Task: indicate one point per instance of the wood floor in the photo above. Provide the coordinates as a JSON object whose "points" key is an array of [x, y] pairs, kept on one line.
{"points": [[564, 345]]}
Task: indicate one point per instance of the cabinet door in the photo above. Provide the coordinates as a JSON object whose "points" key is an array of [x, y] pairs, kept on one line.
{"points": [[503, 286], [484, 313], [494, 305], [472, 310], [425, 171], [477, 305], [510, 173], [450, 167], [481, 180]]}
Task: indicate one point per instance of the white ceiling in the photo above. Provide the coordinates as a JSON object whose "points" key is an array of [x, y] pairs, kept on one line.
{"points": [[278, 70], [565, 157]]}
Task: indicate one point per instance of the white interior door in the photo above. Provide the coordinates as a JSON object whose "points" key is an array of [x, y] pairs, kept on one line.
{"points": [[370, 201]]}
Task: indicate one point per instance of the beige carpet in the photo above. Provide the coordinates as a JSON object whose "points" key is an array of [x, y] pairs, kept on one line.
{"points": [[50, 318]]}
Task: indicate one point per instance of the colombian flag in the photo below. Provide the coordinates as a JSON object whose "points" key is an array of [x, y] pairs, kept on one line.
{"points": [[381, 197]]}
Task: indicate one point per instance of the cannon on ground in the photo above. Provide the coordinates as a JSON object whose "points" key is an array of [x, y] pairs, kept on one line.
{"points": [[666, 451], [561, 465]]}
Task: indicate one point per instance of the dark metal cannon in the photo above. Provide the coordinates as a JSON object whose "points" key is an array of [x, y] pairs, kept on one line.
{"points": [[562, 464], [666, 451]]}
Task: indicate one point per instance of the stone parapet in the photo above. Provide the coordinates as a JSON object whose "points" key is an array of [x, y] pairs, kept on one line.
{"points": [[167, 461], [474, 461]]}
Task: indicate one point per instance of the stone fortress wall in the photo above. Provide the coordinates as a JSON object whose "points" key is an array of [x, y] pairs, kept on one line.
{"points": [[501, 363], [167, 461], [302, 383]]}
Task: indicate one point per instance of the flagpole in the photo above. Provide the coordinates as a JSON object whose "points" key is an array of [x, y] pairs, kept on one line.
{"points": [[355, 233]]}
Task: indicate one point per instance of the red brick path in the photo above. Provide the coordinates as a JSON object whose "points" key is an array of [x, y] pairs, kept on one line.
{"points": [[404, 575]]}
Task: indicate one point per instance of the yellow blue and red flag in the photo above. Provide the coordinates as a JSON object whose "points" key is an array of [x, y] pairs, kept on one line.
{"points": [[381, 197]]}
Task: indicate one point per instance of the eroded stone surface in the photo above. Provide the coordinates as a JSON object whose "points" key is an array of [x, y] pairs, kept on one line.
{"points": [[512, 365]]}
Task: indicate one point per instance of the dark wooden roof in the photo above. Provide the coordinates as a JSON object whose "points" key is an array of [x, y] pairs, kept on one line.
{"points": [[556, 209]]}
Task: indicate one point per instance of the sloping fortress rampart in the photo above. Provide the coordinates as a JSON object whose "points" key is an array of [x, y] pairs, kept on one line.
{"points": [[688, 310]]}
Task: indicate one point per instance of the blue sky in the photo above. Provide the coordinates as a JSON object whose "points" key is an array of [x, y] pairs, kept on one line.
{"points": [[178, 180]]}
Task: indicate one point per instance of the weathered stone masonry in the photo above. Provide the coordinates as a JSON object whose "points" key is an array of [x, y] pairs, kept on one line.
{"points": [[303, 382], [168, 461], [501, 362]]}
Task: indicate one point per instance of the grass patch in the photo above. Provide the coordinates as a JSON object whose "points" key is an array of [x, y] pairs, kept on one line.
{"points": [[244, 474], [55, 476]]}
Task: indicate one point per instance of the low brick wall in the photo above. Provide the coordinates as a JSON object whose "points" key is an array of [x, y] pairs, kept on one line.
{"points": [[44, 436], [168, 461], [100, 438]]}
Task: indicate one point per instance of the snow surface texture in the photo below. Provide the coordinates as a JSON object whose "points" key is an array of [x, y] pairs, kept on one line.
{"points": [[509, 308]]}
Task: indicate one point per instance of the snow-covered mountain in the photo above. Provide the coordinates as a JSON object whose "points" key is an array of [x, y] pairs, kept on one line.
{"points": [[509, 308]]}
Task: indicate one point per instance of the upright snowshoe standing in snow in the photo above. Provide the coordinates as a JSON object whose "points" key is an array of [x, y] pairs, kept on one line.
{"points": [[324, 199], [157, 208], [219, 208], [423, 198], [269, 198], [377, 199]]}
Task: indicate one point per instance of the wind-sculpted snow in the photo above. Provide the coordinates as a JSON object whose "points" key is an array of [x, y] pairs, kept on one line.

.....

Please transcribe the entries above exactly as written.

Task: indicate one point per instance of the wood floor in the photo above. Provide the coordinates as a JSON object whose "points" key is an array of [x, y] pairs, kept on one line.
{"points": [[564, 345]]}
Task: indicate one point per instance of the cabinet door in the photo above. Provide the coordinates as a JSON object whose "points" key is an array of [x, y] pairs, kept on one line.
{"points": [[503, 286], [484, 313], [494, 305], [472, 310], [425, 171], [477, 305], [510, 173], [450, 167], [481, 180]]}
Task: indicate one point per instance of the white ceiling in the photo above. Provide the coordinates as a JSON object whose "points" key is an array of [x, y] pairs, kept on one line.
{"points": [[278, 70], [565, 157]]}
Task: indicate one point per instance of the white interior door in the photo above. Provide the coordinates as a JSON object whose "points" key is an array of [x, y] pairs, kept on one line.
{"points": [[370, 201]]}
Task: indicate one point per instance of the beige carpet in the photo above. Provide the coordinates as a JSON object whose "points" key is an array of [x, y] pairs, kept on one line.
{"points": [[50, 318]]}
Task: indicate one point per instance of the colombian flag in the photo below. Provide the coordinates as a JSON object whose "points" key is an array of [x, y] pairs, kept on one line.
{"points": [[381, 197]]}
Task: indicate one point per instance of the cannon on ground in the photo above. Provide the coordinates as a JSON object whose "points" key is an array of [x, y] pairs, kept on one line.
{"points": [[666, 451], [561, 465]]}
Task: indicate one point per instance of the dark metal cannon in the photo above. Provide the coordinates as a JSON object whose "points" key is an array of [x, y] pairs, kept on one line.
{"points": [[562, 464], [666, 451]]}
Task: indicate one point per instance of the stone parapet in the photo above. Provide the coordinates as a JSON object whose "points" key is an array of [x, y] pairs, kept on one line.
{"points": [[167, 461], [474, 461]]}
Task: indicate one point per instance of the stone fortress wall in the photo above. Provide the coordinates as a JSON object whose "points" key is an array of [x, y] pairs, kept on one line.
{"points": [[501, 363], [167, 461], [302, 383]]}
Task: indicate one point per instance of the flagpole in the photo above. Provide the coordinates as a JSON object whose "points" key is an array of [x, y] pairs, kept on one line.
{"points": [[355, 233]]}
Task: indicate one point per instance of the red brick path in the photo above. Provide the coordinates as a JSON object whose "points" key is an array of [x, y] pairs, kept on one line.
{"points": [[404, 575]]}
Task: indicate one point per instance of the yellow blue and red flag in the photo above. Provide the coordinates as a JSON object whose "points" key is an array of [x, y] pairs, kept on one line.
{"points": [[381, 197]]}
Task: indicate one point per instance of the eroded stone surface in the photo above. Provide the coordinates as a JSON object whose "points" key is an array of [x, y] pairs, kept on one line.
{"points": [[512, 365]]}
Task: indicate one point per instance of the dark wooden roof in the photo above. Provide the coordinates as a JSON object whose "points" key is an array of [x, y] pairs, kept on one line.
{"points": [[556, 209]]}
Task: indicate one point per instance of the sloping fortress rampart in the photo above. Provide the coordinates as a JSON object whose "points" key is an array of [x, y] pairs, kept on one line.
{"points": [[688, 310]]}
Task: indicate one point per instance of the blue sky in the photo above. Provide the coordinates as a JSON object whose "points" key is an array of [x, y] pairs, kept on one line.
{"points": [[178, 180]]}
Task: indicate one point per instance of the weathered stone masonry in the photo above. Provide the coordinates as a JSON object whose "points" key is an array of [x, y] pairs, kept on one line.
{"points": [[303, 382], [168, 461], [501, 362]]}
Task: indicate one point per instance of the grass patch in the photo above. Provide the coordinates as a JSON object whose "points" key is an array of [x, y] pairs, kept on one line.
{"points": [[244, 474], [55, 476]]}
Task: indicate one point per instance of the low brick wall in the photo above. Provide the coordinates as a JSON object whose "points" key is an array of [x, y] pairs, kept on one line.
{"points": [[44, 436], [168, 461], [100, 438]]}
Task: indicate one point per instance of the snow surface texture in the photo below. Provide the coordinates as a JSON object whose "points" key is an array of [x, y] pairs, kept on one line.
{"points": [[509, 308]]}
Task: indicate one point per instance of the snow-covered mountain in the photo above. Provide the coordinates as a JSON object whose "points" key is an array of [x, y] pairs, kept on one line.
{"points": [[509, 308]]}
Task: indicate one point per instance of the upright snowshoe standing in snow in the photo above. Provide the coordinates as a JSON object whose "points" key is an array of [x, y] pairs, kept on one line.
{"points": [[324, 199], [157, 208], [219, 208], [423, 198], [269, 198], [377, 199]]}
Task: indicate one point per instance of the wind-sculpted snow in the photo above. Provide the coordinates as a JSON object whose "points" key is an array of [x, y] pairs, kept on one line.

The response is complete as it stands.